Exercise objective |
From the opening line of the records through the line bearing "box: [4, 44, 156, 338]", set down every line exactly.

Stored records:
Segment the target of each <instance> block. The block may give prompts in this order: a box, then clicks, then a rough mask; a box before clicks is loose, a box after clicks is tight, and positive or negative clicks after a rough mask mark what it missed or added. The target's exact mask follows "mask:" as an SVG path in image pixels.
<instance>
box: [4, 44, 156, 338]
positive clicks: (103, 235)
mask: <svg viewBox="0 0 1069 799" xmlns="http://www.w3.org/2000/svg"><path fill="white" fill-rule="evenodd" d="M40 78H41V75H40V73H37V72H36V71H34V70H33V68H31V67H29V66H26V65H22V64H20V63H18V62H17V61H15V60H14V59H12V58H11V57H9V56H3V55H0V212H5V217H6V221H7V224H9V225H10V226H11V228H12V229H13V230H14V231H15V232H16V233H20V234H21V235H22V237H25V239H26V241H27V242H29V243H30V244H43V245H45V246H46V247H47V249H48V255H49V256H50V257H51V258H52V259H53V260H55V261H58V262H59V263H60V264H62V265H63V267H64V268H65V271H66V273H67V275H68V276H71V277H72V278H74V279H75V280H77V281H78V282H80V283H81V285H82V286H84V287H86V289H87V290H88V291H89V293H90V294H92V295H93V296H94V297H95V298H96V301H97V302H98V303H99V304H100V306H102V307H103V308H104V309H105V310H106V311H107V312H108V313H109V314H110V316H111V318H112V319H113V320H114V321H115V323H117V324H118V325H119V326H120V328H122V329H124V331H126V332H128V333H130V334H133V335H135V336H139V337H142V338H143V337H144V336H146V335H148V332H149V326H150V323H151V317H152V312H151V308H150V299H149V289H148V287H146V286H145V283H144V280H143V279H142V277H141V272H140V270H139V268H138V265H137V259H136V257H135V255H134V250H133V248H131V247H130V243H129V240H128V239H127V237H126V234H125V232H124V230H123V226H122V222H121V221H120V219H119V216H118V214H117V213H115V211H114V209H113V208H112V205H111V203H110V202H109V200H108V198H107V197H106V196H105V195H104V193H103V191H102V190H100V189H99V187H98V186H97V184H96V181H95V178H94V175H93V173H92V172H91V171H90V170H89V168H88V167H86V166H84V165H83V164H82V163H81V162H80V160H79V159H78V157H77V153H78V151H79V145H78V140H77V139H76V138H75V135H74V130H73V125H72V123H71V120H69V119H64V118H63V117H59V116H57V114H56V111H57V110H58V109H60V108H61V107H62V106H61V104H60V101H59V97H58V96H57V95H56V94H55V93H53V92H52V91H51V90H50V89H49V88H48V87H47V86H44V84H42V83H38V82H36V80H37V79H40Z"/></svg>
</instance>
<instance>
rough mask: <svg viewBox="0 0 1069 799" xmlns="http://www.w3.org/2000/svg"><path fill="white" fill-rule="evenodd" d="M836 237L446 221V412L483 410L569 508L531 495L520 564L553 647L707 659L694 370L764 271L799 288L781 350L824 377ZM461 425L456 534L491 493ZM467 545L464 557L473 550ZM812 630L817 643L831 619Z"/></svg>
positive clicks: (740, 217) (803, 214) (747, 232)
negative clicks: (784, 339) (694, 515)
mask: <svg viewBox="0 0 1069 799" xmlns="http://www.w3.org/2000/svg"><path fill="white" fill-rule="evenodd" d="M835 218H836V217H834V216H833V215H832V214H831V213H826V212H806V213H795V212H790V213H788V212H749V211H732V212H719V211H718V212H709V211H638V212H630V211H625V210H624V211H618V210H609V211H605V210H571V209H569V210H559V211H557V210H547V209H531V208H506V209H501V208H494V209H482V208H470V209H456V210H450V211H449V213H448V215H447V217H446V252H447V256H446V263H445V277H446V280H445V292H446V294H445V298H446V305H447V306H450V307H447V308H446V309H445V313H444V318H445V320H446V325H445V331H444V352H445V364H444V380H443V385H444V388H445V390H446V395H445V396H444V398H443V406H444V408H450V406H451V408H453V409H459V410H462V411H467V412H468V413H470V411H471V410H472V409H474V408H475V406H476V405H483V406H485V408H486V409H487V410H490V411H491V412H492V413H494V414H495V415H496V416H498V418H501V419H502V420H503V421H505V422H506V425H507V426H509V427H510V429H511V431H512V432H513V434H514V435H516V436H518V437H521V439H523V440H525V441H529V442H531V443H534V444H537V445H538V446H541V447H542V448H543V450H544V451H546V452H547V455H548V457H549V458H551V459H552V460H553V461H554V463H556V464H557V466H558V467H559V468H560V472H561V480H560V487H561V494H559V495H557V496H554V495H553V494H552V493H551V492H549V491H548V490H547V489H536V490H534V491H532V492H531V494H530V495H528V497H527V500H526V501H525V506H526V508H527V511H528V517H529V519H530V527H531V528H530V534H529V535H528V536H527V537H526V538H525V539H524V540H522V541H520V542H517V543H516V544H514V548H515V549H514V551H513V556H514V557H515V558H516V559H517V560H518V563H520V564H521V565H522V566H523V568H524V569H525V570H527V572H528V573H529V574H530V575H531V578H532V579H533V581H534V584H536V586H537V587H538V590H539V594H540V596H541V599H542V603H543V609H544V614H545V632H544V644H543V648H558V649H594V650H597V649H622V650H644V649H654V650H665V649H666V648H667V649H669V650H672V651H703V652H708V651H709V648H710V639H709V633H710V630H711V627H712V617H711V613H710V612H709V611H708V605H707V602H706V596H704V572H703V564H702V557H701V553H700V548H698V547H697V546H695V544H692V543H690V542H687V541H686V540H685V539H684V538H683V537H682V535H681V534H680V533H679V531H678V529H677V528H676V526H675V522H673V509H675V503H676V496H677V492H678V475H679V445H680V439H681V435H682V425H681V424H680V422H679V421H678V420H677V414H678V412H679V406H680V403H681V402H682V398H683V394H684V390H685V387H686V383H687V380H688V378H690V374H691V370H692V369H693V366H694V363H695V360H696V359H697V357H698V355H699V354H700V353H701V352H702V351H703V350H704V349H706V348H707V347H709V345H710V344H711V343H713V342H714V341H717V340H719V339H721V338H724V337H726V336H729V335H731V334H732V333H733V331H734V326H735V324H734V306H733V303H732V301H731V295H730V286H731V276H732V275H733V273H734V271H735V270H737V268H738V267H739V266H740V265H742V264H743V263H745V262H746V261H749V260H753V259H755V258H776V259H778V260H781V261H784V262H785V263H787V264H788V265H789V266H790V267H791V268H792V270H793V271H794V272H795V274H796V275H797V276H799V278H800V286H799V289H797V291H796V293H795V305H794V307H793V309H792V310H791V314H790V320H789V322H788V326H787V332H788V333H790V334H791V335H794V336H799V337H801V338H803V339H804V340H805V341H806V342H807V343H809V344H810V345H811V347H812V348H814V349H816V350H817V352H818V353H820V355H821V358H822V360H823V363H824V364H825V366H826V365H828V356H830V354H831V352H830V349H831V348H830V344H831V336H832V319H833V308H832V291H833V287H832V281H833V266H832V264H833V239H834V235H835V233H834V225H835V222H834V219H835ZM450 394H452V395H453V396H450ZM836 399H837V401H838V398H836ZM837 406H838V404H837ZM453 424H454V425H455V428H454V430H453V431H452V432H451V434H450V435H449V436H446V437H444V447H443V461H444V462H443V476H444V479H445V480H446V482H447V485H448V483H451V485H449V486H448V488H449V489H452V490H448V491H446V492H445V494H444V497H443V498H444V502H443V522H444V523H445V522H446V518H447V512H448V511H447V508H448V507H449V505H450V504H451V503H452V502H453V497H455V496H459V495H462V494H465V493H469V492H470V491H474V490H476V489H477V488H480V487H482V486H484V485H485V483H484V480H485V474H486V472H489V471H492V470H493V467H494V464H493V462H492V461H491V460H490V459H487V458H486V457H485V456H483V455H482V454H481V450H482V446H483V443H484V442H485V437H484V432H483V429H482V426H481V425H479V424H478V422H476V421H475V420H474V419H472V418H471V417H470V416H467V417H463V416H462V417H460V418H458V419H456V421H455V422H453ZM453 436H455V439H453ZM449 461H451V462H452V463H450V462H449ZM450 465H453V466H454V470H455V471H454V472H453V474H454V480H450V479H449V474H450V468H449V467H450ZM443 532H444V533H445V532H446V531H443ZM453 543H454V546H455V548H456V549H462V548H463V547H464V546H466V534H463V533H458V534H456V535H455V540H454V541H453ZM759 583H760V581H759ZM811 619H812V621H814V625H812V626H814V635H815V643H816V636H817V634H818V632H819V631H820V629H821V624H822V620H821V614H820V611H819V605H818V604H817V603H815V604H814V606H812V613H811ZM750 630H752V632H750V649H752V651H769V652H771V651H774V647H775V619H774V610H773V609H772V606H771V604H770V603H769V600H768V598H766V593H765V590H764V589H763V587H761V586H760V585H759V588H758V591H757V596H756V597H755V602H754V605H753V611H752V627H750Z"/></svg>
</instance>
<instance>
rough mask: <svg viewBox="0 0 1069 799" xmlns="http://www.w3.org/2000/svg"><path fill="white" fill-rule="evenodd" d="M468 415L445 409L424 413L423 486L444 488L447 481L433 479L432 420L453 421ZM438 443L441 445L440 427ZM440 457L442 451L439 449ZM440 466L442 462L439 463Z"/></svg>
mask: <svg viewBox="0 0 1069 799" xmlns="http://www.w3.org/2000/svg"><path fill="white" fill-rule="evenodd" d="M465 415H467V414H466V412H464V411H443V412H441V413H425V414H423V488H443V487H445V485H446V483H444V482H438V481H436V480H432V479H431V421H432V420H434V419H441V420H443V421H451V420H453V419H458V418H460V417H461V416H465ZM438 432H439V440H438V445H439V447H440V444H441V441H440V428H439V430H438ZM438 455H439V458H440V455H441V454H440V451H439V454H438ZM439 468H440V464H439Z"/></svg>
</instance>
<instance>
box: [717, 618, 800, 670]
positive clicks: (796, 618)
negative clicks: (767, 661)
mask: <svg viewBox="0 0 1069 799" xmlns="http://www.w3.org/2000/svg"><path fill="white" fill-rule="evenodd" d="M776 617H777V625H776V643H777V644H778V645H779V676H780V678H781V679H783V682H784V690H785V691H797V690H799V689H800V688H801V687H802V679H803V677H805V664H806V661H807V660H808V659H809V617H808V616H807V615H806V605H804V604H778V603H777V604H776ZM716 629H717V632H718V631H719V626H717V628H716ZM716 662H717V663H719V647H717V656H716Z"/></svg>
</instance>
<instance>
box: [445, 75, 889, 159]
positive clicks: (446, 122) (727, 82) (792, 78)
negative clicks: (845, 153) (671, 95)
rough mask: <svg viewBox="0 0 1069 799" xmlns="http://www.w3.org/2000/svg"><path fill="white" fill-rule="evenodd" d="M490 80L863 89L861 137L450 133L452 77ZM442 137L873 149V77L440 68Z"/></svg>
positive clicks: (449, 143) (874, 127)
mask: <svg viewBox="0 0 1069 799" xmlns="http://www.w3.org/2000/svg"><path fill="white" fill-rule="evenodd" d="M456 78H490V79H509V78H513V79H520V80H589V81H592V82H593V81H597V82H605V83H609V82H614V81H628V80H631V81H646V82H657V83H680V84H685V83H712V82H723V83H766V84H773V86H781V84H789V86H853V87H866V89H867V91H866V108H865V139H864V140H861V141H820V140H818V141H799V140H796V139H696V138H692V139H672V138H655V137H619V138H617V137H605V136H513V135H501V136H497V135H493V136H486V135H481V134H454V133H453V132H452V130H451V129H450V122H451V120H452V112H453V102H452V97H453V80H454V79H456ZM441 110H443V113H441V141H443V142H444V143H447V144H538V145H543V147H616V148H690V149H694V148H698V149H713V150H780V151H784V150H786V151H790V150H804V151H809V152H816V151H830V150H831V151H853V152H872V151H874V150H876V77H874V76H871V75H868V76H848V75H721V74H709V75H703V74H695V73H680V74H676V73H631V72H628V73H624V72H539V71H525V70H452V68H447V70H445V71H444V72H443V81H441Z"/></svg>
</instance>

Exercise answer |
Segment the target of each <instance> block. The block may give prompts in this order: a box, then clicks, then a rough mask; a box before clicks is loose, a box after clicks is tight, and positive or negative clicks after a rough mask mark what it missed or added. The target's exact mask follows "mask:" as an SVG path in image pixels.
<instance>
box: [4, 44, 156, 338]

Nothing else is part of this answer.